───── Текст ─────

Ранним утром 27 мая русский галерный флот вышел в море и выстроился поперек Таганрогского залива окончательно блокировав Азов.

Чтобы больше не возвращаться к военным действиям на море, следует сказать, что турецкий султан послал на помощь Азову большую эскадру, на которой, кроме боеприпасов и продовольствия для осажденных, находился четырехтысячный десант янычар, способных значительно усилить гарнизон осажденной крепости. Но пройти к Азову турецкому десанту не удалось. 23 июня 1696 года Петр писал в Москву князю Ф. Ю. Ромодановскому: «Доношу, что сего месяца 14 дня прислан к Азову на помочь Анатолский Турночи баша с флотом, в котором обретаются 3 каторги, 6 кораблей, 14 фуркатов да несколько мелких судов, который намерен был в Азов пройтить; но, увидя нас, холопей наших, принужден был намерение свое отставить; и стоит вышепомянутый баша в виду от нашего каравана и смотрит, что под городом делается». 28 июня турецкий адмирал приказал поднять паруса, и эскадра окончательно ушла из-под Азова…

Иные заботы были у боярина Шеина. Вся махина надвигавшейся на Азов армии лежала на его плечах, а «морские баталии» близ устья Дона были лишь малой частицей войны.

Алексей Семенович Шеин прибыл в Черкасск 19 мая вместе с генералом Головиным, которого нагнал в пути. За две версты от города его встретил наказной атаман Илья Зернщиков со знатными донскими казаками. В Черкасске Шеину, как главнокомандующему, представился генерал-майор Ригеман. Два из трех командиров дивизий, таким образом, прибыли на место. Генералы незамедлительно получили приказ выступать к Азову. Это был первый боевой приказ генералиссимуса: «Устроясь обозом, воинским ополчением итти под Азов сухим путем со всяким бережением, а пришед к Азову, стать обозом в тех же местах, где стояли в прошлом году московских войск ратные люди, и под Азовом промысел чинить, сколько милосердный бог помощи подаст, смотря по тамошнему делу».

─────

→ **Задания**:
(1) Почему, согласно отрывку об осаде Азова, турецкий паша отказался от намерения пройти к Азову со своим флотом?
(2) Воспроизведите часть отрывка об осаде Азова, начиная со слов «Иные заботы были» и заканчивая словами «малой частицей войны.».
(3) Изложите отрывок об осаде Азова в двух предложениях.

───── Исходные материалы ─────

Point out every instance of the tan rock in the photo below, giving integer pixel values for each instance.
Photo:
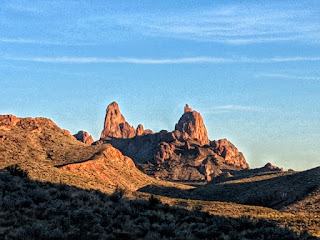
(139, 130)
(115, 125)
(84, 137)
(192, 127)
(230, 153)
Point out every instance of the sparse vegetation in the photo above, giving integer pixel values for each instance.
(36, 210)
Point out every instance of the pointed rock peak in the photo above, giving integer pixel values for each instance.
(192, 127)
(187, 108)
(115, 124)
(140, 130)
(84, 137)
(229, 152)
(113, 106)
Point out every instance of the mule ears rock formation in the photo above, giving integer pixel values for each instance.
(116, 126)
(192, 127)
(84, 137)
(183, 154)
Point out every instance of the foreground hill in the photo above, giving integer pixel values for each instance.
(274, 189)
(45, 152)
(184, 154)
(35, 210)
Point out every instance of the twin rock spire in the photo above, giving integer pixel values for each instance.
(190, 126)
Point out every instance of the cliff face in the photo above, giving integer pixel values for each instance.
(116, 126)
(191, 126)
(184, 154)
(84, 137)
(229, 152)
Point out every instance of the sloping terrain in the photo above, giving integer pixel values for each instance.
(36, 210)
(308, 205)
(269, 189)
(185, 154)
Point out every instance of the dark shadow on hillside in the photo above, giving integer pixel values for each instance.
(38, 210)
(274, 193)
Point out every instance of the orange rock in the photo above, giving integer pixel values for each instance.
(84, 137)
(192, 127)
(229, 152)
(139, 130)
(115, 125)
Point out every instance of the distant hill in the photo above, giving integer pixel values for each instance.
(38, 147)
(185, 154)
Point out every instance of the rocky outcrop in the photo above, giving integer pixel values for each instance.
(183, 154)
(11, 122)
(139, 130)
(191, 126)
(229, 152)
(84, 137)
(115, 125)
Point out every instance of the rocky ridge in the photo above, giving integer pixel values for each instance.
(84, 137)
(183, 154)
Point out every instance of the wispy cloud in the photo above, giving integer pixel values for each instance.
(287, 76)
(236, 23)
(231, 108)
(237, 108)
(40, 42)
(213, 60)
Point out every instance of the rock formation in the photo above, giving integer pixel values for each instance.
(115, 125)
(183, 154)
(192, 127)
(84, 137)
(229, 152)
(139, 130)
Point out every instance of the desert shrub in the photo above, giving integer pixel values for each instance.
(16, 170)
(117, 195)
(153, 201)
(70, 213)
(39, 195)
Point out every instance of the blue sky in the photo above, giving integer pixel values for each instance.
(251, 69)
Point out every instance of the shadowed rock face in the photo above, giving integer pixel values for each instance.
(84, 137)
(229, 152)
(184, 154)
(192, 127)
(116, 126)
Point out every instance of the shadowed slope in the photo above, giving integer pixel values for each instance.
(35, 210)
(37, 145)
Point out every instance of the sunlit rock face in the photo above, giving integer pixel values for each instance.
(183, 154)
(84, 137)
(229, 152)
(115, 125)
(192, 127)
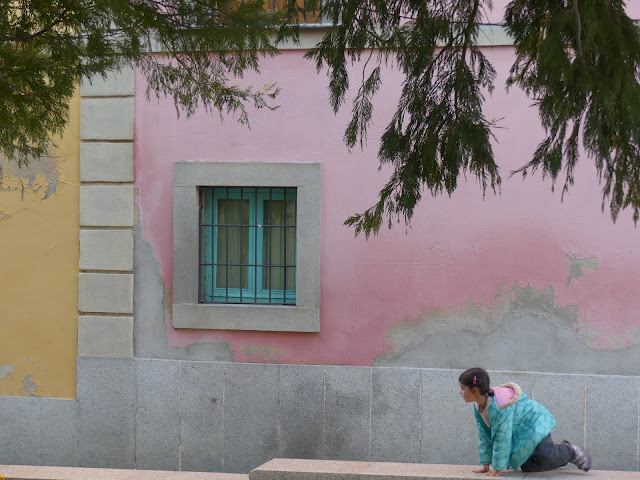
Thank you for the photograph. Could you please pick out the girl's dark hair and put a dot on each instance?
(476, 377)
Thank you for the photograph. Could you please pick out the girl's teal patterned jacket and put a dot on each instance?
(516, 430)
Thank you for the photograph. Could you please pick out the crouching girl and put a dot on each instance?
(514, 431)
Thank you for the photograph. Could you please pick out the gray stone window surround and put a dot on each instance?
(186, 311)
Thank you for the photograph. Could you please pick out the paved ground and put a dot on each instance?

─────

→ **Ответы к заданиям**:
(1) Он увидел русский флот, стоявший у него на пути. В письме Петра сказано, что паша, «увидя нас, холопей наших, принужден был намерение свое отставить».

(2)
Иные заботы были у боярина Шеина. Вся махина надвигавшейся на Азов армии лежала на его плечах, а «морские баталии» близ устья Дона были лишь малой частицей войны.

(3) 27 мая русский галерный флот перекрыл Таганрогский залив и блокировал Азов, поэтому турецкая эскадра с четырехтысячным десантом янычар не смогла пройти к крепости и 28 июня ушла. Главнокомандующий Шеин прибыл в Черкасск 19 мая, и генералы незамедлительно получили приказ выступать к Азову сухим путем.